- _WHAT IS BEING ASKED_:
Every word of the listing must be returned. Retype it exactly.

- _SOURCE MATERIAL_:
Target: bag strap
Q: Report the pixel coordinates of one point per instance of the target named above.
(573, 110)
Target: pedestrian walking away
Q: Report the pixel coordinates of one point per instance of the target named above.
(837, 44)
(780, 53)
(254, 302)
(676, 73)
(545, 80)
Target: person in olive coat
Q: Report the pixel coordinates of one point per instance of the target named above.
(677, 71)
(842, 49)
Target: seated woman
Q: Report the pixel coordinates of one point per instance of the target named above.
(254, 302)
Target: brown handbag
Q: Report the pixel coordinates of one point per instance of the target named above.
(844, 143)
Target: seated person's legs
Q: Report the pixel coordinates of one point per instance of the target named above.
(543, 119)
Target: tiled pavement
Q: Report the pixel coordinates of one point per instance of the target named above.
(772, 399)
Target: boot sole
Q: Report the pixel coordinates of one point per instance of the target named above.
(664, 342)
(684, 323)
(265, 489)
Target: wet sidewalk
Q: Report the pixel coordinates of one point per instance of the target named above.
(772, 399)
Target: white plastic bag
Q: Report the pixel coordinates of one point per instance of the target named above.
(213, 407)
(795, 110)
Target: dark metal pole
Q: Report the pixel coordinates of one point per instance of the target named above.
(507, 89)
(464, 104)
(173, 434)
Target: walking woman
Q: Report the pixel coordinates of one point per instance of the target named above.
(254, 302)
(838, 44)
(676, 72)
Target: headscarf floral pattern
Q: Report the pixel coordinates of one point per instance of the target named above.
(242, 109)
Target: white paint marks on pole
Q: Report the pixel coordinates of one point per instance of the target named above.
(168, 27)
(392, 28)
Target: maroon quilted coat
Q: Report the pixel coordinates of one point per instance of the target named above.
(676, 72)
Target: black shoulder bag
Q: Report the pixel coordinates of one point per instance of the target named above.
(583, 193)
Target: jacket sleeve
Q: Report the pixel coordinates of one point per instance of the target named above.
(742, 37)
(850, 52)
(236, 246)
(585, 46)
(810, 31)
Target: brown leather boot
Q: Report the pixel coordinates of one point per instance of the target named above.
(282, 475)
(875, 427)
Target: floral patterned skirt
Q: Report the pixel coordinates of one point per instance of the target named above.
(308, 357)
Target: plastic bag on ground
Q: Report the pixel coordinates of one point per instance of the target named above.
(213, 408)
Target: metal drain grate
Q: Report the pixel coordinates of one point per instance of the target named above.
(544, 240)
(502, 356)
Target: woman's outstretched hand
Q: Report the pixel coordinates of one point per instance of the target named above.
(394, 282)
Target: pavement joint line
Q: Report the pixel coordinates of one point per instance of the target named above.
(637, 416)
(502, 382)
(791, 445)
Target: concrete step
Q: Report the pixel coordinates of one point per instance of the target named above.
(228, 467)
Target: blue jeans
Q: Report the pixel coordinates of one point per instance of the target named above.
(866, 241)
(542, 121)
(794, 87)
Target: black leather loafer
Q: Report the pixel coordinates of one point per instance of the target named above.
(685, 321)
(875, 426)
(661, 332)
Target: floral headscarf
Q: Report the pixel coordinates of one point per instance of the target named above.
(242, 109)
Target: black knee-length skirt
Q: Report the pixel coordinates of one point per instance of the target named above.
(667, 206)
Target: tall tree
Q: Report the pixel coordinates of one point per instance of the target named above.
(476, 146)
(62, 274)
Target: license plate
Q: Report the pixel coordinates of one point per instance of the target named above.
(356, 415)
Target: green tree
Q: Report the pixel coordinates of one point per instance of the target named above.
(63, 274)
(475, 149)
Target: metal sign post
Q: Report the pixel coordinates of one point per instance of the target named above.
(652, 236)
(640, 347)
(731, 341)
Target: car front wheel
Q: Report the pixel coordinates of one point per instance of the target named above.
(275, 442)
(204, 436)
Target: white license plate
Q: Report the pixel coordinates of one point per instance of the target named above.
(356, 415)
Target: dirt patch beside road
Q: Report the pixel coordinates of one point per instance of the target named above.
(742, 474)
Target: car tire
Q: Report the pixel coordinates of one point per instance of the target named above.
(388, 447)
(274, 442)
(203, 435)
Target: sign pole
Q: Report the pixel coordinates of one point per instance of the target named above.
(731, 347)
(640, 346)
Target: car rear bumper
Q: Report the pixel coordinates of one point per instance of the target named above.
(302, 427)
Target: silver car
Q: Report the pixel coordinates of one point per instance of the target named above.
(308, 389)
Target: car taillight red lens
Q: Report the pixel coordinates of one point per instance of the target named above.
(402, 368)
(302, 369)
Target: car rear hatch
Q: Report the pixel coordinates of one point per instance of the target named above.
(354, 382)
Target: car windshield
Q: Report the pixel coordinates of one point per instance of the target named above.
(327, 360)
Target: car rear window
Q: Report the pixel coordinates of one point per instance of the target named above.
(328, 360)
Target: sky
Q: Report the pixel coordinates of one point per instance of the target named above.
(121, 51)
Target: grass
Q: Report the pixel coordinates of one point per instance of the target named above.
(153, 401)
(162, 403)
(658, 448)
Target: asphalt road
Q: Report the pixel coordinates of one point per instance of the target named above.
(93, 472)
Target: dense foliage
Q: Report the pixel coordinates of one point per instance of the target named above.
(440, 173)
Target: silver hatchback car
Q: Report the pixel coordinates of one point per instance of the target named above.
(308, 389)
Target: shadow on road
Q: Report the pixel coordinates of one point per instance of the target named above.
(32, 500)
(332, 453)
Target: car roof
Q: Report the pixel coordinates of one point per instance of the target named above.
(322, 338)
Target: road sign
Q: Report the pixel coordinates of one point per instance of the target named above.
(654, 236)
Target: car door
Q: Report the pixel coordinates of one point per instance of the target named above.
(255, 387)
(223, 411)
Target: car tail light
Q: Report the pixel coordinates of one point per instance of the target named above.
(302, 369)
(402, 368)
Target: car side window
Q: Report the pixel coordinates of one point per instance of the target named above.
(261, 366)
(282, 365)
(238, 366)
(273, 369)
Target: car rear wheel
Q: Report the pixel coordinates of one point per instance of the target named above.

- _WORKED SOLUTION_:
Target: bag strap
Q: Report the pixel coordinates of one point per instance of the target named above.
(573, 110)
Target: pedestrian walking away
Q: Report the pixel coordinates of one point per instance of the target named above.
(837, 44)
(780, 53)
(254, 302)
(676, 73)
(545, 80)
Target: person in olive coat
Q: Report the pixel coordinates of one point per instance of the target named above.
(677, 71)
(842, 49)
Target: seated woman
Q: Report the pixel coordinates of one point per instance of the target named above.
(254, 302)
Target: brown handbag
Q: Report the pixel coordinates of one point per instance of the target named above.
(844, 143)
Target: seated person's legs
Q: Report the pixel coordinates of one point per instance of the target named above.
(543, 119)
Target: tiled pavement
Q: Report the pixel coordinates of one point per instance of the target named above.
(772, 399)
Target: boot sole
Q: Report the pixel coordinates of one point per instance of the target named above.
(664, 342)
(684, 323)
(265, 489)
Target: wet sidewalk
Q: Report the pixel coordinates of one point per instance of the target named above.
(772, 399)
Target: white plastic bag
Q: Report the pixel coordinates of one point per instance of the target named above.
(213, 407)
(795, 110)
Target: dark metal pole
Q: Report the pixel coordinates of one point per instance of the target named above.
(507, 89)
(464, 104)
(173, 434)
Target: walking woman
Q: Report the pixel coordinates of one point per instance of the target named above.
(254, 302)
(838, 44)
(676, 72)
Target: headscarf floral pattern
Q: Report the pixel coordinates of one point per instance of the target named above.
(242, 109)
Target: white paint marks on pole
Q: Report the pixel coordinates of one point per instance of the target named above.
(168, 27)
(392, 28)
Target: maroon quilted coat
Q: Report the pixel coordinates of one point per instance of the target named above.
(676, 72)
Target: black shoulder bag
Q: Report the pixel coordinates of one point per instance of the target named above.
(583, 193)
Target: jacket sleeve
Q: Report the pixel coordinates of one point per instance of the target named above.
(742, 37)
(850, 52)
(236, 246)
(585, 46)
(810, 31)
Target: brown leather boot
Q: Report the pixel coordinates of one point per instance of the target named above.
(282, 475)
(875, 427)
Target: floral patterned skirt
Q: Report the pixel coordinates of one point per instance of the target named above.
(308, 357)
Target: plastic bag on ground
Q: Report the pixel coordinates of one point per instance of the target named above.
(213, 408)
Target: metal drain grate
Q: Report the pixel coordinates of one point per instance of the target named above.
(544, 240)
(502, 356)
Target: woman's outstretched hand
Q: Report the pixel coordinates of one point per instance of the target named above.
(394, 282)
Target: pavement joint line
Q: Report the pixel coordinates of one point per instance of the target named above.
(637, 416)
(502, 382)
(791, 445)
Target: concrete step
Q: Report the pixel coordinates of one point per instance of the target named above.
(228, 467)
Target: blue jeans
Q: Report the pixel coordinates of one point per instance of the target named above.
(866, 241)
(542, 121)
(794, 87)
Target: black leather loafer
Q: Report the pixel coordinates of one point per instance of the target named above.
(685, 321)
(875, 426)
(661, 332)
Target: floral headscarf
Q: Report the pixel coordinates of one point per instance of the target named above.
(242, 109)
Target: black knee-length skirt
Q: Report the pixel coordinates of one point per instance of the target named above.
(667, 206)
Target: tall tree
Q: Report the pixel coordinates of one point per instance of the target named above.
(476, 146)
(62, 274)
Target: license plate
Q: Report the pixel coordinates of one point per instance of the target named above.
(356, 415)
Target: green tree
Q: Report the pixel coordinates of one point per instance of the target named above.
(63, 274)
(475, 149)
Target: metal sign post
Q: Report the pixel coordinates of one point per instance of the target named above.
(652, 236)
(640, 347)
(731, 341)
Target: car front wheel
Q: Report the pixel coordinates of one point per instance of the target named above.
(275, 442)
(204, 436)
Target: white license plate
Q: Report the pixel coordinates of one point per instance of the target named above.
(356, 415)
Target: dirt patch beside road
Q: Report the pixel coordinates of one point per instance of the target named above.
(742, 474)
Target: car tire
Q: Report the pixel coordinates of one point per instance of the target named above.
(388, 447)
(274, 442)
(203, 435)
Target: sign pole
Q: Report the pixel coordinates of one point per instance of the target named above.
(731, 347)
(640, 346)
Target: car rear bumper
Q: Report the pixel coordinates of one point per instance of the target named above.
(302, 427)
Target: silver car
Q: Report the pixel coordinates of one point per instance of the target named above.
(308, 389)
Target: car taillight red lens
Q: Report the pixel coordinates of one point per instance of the target named above.
(402, 368)
(302, 369)
Target: car rear hatch
Q: Report the pixel coordinates of one point per instance of the target named above.
(354, 382)
Target: car windshield
Q: Report the pixel coordinates of one point per instance of the target named above.
(327, 360)
Target: car rear window
Q: Report the pixel coordinates of one point per instance of the target named above.
(328, 360)
Target: sky
Q: Report the pixel coordinates of one point per instance of the target named above.
(121, 51)
Target: grass
Q: Report the pixel coordinates of one point per instance of the target named above.
(153, 401)
(162, 403)
(658, 448)
Target: asphalt road
Q: Report the pixel coordinates of one point per instance of the target named above.
(93, 472)
Target: dense foliage
Q: Report the pixel coordinates of one point per instance of the target named above.
(440, 173)
Target: silver hatchback car
Q: Report the pixel coordinates of one point per instance of the target named above.
(308, 389)
Target: shadow on road
Q: Report the pixel coordinates of one point per instance of the target named above.
(32, 500)
(332, 453)
Target: car roof
Q: Report the pixel coordinates of one point per instance of the target named above.
(322, 338)
Target: road sign
Q: Report the pixel coordinates of one point per instance of the target named above.
(654, 236)
Target: car door
Q: Report the pixel coordinates of one point per instance of the target named above.
(255, 387)
(223, 411)
Target: car tail light
Q: Report the pixel coordinates of one point per instance of the target named above.
(302, 369)
(402, 368)
Target: car side window
Q: Report the pixel coordinates of one point per instance of the target named above.
(261, 366)
(282, 365)
(238, 366)
(273, 369)
Target: car rear wheel
Q: Report the pixel coordinates of one point per instance of the target named above.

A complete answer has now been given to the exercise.